Task to carry out → Return the listing that follows, word for word.

Data supplied →
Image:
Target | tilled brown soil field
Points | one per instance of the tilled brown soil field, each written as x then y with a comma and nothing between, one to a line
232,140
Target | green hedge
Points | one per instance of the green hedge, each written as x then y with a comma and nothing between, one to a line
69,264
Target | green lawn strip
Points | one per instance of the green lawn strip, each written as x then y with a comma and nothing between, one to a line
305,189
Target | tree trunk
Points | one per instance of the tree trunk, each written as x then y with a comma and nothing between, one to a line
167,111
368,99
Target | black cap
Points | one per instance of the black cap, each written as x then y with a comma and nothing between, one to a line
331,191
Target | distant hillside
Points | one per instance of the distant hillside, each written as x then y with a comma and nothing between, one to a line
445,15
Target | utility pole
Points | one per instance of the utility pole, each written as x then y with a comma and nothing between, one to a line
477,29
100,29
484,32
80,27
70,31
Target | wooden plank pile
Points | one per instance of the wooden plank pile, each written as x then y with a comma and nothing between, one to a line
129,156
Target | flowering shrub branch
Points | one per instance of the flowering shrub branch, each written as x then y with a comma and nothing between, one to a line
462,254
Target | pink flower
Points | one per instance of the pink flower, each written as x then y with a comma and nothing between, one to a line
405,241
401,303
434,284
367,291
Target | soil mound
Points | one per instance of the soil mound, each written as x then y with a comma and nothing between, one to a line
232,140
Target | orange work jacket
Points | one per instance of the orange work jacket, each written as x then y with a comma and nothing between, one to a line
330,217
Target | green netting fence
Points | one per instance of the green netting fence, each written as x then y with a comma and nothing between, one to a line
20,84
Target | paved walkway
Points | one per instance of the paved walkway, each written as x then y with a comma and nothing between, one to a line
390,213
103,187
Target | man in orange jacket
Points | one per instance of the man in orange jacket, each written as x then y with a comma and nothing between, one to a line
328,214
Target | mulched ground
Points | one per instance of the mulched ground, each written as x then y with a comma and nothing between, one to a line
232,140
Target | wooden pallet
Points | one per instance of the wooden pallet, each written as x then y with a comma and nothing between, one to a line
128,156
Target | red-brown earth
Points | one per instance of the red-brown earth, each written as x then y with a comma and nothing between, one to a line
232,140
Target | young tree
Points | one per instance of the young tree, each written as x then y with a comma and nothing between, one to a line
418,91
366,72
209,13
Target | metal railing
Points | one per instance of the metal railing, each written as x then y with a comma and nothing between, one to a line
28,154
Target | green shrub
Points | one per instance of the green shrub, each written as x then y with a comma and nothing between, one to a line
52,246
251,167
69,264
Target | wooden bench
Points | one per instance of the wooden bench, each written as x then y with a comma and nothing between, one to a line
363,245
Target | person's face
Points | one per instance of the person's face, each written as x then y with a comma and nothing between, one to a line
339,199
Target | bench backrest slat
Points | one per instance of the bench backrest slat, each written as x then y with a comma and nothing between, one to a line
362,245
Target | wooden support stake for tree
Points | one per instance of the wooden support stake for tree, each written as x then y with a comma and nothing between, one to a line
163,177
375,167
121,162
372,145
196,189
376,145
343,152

Reply →
Image:
Target | tilled brown soil field
Points | one per instance of the tilled brown soil field, each written as x then y with a comma and nothing between, one to a line
232,140
Target | green hedge
Points | one per instance of the green hedge, each written as x then y with a comma and nothing between, one to a line
69,264
Target | green lawn strip
Points | one per instance of the green lawn strip, each written as x then y with a comma and nothing between, one to a line
305,189
Target | tree trunk
Points | one per instance of the tree trunk, each written as x then y with a comma and nothing between, one to a line
167,111
368,99
Target | black cap
Points | one per instance of the black cap, each written as x then y with a comma and nothing between, one to a line
331,191
Target | distant hillside
Points | one per instance of the distant hillside, each written as x then y with a comma and nothing between, one to a line
445,15
Target | utility pole
Points | one per instance of the utility pole, each written as x then y with a comma and nothing between, one to a line
477,29
100,29
484,32
80,27
70,31
Target | wooden plank pile
Points | one per instance of the wooden plank pile, each written as x then y with a comma and nothing between, one to a line
129,156
Target | flowering shrub branch
Points | one per instance of the flowering shrub branch, each written as x then y with a comma and nothing between, one to a line
462,254
Target | pink flower
Points | one per instance of the pink flower, each written as x then y with a comma and nothing between, one to a line
405,241
401,303
434,284
367,291
Target | soil mound
Points | one per instance of the soil mound, each written as x then y with a comma and nothing between, one to a line
232,140
Target | orange work jacket
Points | one per instance of the orange work jacket, each written as x then y with a comma and nothing between, one to a line
330,217
Target | green netting fence
Points | one per instance of the green netting fence, each written as x then y with a comma and nothing between, one to a line
20,84
Target | paved walkway
Points | one per instance of the paved walkway, each written as x then y with a comma and nothing between, one to a line
390,213
103,187
Target | man in orange jacket
Points | one per instance of the man in orange jacket, each written as x then y with a comma and nothing between, one to a line
328,214
Target | mulched ground
Points | one per instance of the mulched ground, each written as x then y with a comma and nothing between, one to a line
232,140
Target | wooden pallet
Points | one per instance of the wooden pallet, each written as x then y with a comma and nothing between, one to a line
128,156
Target | red-brown earth
Points | one per instance of the red-brown earth, each written as x then y with a comma and nothing between, one to a line
232,140
Target | young tree
Points | one per instance of the young tree, each written as x then y with a comma and nothing between, one to a line
418,91
366,72
209,13
Target | metal railing
Points | one per instance of the metal railing, each written as x then y with a comma and nothing between, one to a line
28,154
Target | green shrub
Points | one per instance of the green shrub, each written as x then y with a comma and nothing between, one to a line
52,246
251,167
69,264
Target | wooden bench
Points | one per instance of the wooden bench, each written as x then y with a comma and nothing between, one to a line
363,245
Target | person's face
Points | one per instance of the person's face, each written as x then y with a comma and nothing between, one to a line
339,199
Target | bench backrest slat
Points | one per instance of the bench backrest slat, each written as x then y with a comma and nothing between, one to a line
362,245
Target | wooden support stake for tree
Points | one per instance of the wooden support stake for tree, each written as x then y with a comma and nothing between, one to a line
163,177
375,167
121,162
372,145
196,189
376,145
343,152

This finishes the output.